## Given request
In the records below, begin at the line that has "Q: Identify a point on each instance of the hay" and stop after the line that has "[(448, 155)]". Write those lines out again, requests included, with every coordinate in the answers multiplied by 1.2 and rounded to a whole number, halves rounding up.

Pointing records:
########################################
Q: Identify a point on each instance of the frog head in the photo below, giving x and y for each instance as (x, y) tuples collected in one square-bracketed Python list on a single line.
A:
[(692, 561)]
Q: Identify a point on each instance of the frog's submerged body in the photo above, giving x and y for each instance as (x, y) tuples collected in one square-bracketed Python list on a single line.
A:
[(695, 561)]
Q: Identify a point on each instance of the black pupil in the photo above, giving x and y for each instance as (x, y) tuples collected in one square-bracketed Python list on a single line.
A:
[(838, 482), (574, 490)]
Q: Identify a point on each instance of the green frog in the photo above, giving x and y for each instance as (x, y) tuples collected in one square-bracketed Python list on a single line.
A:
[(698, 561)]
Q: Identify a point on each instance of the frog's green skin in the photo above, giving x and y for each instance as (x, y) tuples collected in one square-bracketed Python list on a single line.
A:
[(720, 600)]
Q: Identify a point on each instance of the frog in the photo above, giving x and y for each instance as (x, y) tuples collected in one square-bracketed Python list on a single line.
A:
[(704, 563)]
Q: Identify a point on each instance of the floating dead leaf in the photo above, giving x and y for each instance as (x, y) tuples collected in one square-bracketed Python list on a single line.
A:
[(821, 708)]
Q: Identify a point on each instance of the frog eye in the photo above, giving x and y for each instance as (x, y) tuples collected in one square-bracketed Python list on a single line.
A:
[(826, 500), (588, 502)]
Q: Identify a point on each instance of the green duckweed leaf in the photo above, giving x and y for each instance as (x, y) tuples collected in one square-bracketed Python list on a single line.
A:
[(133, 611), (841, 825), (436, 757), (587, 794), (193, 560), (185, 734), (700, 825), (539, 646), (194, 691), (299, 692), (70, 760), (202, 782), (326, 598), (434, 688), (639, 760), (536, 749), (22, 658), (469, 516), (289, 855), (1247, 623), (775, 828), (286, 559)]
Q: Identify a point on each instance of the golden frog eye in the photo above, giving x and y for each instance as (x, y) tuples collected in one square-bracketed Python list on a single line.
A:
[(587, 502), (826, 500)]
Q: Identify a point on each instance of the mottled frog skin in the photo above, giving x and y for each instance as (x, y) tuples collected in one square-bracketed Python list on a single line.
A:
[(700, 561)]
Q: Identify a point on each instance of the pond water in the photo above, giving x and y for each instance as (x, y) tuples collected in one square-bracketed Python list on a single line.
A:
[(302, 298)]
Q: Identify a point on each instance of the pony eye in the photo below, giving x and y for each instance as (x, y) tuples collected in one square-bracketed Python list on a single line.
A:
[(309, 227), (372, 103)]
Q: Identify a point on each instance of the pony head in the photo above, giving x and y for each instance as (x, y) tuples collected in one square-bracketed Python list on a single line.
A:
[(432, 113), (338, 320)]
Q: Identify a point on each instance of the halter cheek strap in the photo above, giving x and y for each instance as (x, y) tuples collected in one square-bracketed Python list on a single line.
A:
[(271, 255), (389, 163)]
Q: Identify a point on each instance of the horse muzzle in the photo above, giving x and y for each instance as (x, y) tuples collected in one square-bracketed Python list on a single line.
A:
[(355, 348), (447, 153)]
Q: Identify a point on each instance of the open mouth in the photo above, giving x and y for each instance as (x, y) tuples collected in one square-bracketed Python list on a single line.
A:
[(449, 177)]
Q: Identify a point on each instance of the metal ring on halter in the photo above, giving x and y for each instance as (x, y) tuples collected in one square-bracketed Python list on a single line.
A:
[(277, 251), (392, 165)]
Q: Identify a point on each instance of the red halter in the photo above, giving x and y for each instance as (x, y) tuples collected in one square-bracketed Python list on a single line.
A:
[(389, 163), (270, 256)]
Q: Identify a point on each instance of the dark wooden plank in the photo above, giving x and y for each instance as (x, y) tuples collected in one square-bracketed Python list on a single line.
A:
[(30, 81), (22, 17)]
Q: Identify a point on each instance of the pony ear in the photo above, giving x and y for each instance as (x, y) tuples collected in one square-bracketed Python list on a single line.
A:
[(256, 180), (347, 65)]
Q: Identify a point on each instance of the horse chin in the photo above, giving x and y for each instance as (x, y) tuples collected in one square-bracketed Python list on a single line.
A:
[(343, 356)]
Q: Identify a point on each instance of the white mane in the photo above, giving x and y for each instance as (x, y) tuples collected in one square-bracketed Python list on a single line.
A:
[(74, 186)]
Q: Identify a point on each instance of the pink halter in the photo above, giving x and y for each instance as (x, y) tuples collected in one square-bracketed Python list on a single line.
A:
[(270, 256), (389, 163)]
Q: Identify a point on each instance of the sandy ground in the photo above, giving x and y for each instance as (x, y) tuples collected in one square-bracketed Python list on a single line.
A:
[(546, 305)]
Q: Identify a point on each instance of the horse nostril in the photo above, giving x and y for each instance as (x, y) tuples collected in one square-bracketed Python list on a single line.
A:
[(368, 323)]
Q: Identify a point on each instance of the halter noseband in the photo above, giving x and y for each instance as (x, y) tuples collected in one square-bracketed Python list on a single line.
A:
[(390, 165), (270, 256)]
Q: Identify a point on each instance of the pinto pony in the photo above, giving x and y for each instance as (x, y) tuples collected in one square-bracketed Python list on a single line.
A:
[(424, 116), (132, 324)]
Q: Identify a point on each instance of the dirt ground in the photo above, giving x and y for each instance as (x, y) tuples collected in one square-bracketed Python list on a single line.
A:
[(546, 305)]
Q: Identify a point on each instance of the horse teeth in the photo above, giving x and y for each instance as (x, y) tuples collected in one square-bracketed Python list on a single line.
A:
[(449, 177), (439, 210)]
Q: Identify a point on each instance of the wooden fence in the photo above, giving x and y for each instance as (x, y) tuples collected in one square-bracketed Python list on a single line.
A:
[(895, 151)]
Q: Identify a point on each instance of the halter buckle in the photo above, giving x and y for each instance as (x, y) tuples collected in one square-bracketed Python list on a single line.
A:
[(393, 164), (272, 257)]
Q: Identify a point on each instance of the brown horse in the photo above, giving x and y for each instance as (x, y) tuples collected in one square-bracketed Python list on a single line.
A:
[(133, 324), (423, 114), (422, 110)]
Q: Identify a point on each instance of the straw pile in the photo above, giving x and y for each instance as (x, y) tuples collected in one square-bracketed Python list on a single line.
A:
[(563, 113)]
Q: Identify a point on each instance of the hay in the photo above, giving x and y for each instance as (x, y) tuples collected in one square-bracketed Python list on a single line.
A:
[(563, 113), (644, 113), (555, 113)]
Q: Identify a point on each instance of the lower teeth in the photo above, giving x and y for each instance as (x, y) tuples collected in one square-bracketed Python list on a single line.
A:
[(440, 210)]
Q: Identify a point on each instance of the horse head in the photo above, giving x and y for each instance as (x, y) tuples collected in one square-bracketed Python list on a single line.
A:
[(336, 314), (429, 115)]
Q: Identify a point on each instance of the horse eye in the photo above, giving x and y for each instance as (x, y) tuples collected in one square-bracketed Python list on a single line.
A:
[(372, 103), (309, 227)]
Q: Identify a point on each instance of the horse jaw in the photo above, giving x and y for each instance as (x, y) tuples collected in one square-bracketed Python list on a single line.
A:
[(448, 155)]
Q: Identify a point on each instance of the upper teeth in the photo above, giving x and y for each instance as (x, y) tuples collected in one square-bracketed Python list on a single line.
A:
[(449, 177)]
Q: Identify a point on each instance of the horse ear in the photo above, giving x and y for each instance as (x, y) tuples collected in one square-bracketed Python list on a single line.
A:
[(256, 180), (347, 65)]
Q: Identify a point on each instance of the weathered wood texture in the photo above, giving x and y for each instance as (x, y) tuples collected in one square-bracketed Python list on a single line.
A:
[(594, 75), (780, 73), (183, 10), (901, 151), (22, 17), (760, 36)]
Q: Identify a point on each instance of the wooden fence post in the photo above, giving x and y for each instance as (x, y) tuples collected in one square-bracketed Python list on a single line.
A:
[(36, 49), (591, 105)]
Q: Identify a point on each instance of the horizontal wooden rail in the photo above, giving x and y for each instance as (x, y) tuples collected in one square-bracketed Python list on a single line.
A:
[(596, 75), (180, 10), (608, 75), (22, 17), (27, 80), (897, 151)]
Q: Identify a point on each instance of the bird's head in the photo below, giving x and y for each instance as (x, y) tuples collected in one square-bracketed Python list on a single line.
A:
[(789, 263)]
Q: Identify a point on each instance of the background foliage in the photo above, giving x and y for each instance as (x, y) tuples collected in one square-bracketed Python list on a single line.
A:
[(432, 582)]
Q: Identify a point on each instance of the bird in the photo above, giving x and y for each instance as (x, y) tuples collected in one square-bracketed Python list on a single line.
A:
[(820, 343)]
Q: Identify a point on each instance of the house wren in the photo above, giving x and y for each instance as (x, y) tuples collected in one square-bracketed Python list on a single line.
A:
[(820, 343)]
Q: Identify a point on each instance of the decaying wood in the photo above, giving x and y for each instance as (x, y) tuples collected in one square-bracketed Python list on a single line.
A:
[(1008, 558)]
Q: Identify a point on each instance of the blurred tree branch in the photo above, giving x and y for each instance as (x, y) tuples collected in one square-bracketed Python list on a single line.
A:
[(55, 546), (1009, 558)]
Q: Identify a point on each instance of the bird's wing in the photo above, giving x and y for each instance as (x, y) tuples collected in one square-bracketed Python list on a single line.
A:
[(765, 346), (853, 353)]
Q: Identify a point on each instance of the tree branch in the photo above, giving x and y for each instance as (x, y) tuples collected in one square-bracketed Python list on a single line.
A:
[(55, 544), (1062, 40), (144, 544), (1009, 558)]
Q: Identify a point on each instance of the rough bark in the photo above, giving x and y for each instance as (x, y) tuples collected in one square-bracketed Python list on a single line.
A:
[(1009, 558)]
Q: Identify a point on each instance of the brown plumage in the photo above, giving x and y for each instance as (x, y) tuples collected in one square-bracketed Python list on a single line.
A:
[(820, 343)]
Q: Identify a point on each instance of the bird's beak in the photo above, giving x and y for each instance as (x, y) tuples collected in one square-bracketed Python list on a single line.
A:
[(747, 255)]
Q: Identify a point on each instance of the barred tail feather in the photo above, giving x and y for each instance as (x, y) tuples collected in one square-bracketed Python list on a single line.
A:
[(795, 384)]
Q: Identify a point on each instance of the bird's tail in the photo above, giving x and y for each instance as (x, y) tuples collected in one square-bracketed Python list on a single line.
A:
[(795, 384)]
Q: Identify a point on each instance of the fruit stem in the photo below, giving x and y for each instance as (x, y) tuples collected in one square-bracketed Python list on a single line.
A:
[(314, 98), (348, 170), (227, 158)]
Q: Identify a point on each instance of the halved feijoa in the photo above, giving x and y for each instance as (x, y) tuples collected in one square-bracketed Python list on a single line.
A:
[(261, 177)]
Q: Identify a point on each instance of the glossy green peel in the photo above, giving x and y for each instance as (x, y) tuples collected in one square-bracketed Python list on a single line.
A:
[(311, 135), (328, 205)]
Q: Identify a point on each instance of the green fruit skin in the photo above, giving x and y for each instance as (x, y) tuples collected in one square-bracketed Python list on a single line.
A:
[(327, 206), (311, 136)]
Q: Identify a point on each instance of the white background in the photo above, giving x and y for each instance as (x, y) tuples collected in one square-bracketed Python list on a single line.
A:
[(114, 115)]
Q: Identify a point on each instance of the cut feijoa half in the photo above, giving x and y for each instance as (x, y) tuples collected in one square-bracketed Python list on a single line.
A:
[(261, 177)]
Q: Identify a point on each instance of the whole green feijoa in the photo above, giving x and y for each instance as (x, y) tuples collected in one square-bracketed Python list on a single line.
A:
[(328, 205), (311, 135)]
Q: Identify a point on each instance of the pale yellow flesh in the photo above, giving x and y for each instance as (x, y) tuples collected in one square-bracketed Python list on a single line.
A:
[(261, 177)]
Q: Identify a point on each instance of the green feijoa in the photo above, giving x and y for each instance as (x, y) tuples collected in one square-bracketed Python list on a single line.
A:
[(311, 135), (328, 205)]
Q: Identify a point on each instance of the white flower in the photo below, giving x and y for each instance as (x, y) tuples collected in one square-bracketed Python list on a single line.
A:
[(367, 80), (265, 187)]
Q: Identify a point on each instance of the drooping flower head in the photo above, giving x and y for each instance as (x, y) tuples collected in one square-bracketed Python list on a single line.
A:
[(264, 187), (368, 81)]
########################################
## Exercise output
Q: Identify a point on each instance of the hay in the photo above, giving x and y for each instance as (x, y) tuples collected in one square-bracketed Python list on a single line.
A:
[(676, 136), (773, 136), (666, 136)]
Q: Identify a point on each instance of the lower teeth in the photo above, giving x and y for each instance as (x, y) tuples collected in one square-bracketed Python list on a single line.
A:
[(528, 252)]
Q: Identify a point on each instance of the horse head in the photo above, giving x and y for each instance as (x, y) tuples collected in one square-bracketed Python list on a single line.
A:
[(403, 377), (515, 138)]
Q: Identify a point on each instance of the horse eye in the photo above, giving x and y for each instance as (x, y) tuples collected in one square-bracketed Python list on a single line.
A:
[(446, 124), (371, 272)]
Q: Identify a point on each instance of the horse jaw in the photo above, giving x and y for each instance as (x, y) tuples collected in one square-bracketed Python list on a single line.
A:
[(538, 186)]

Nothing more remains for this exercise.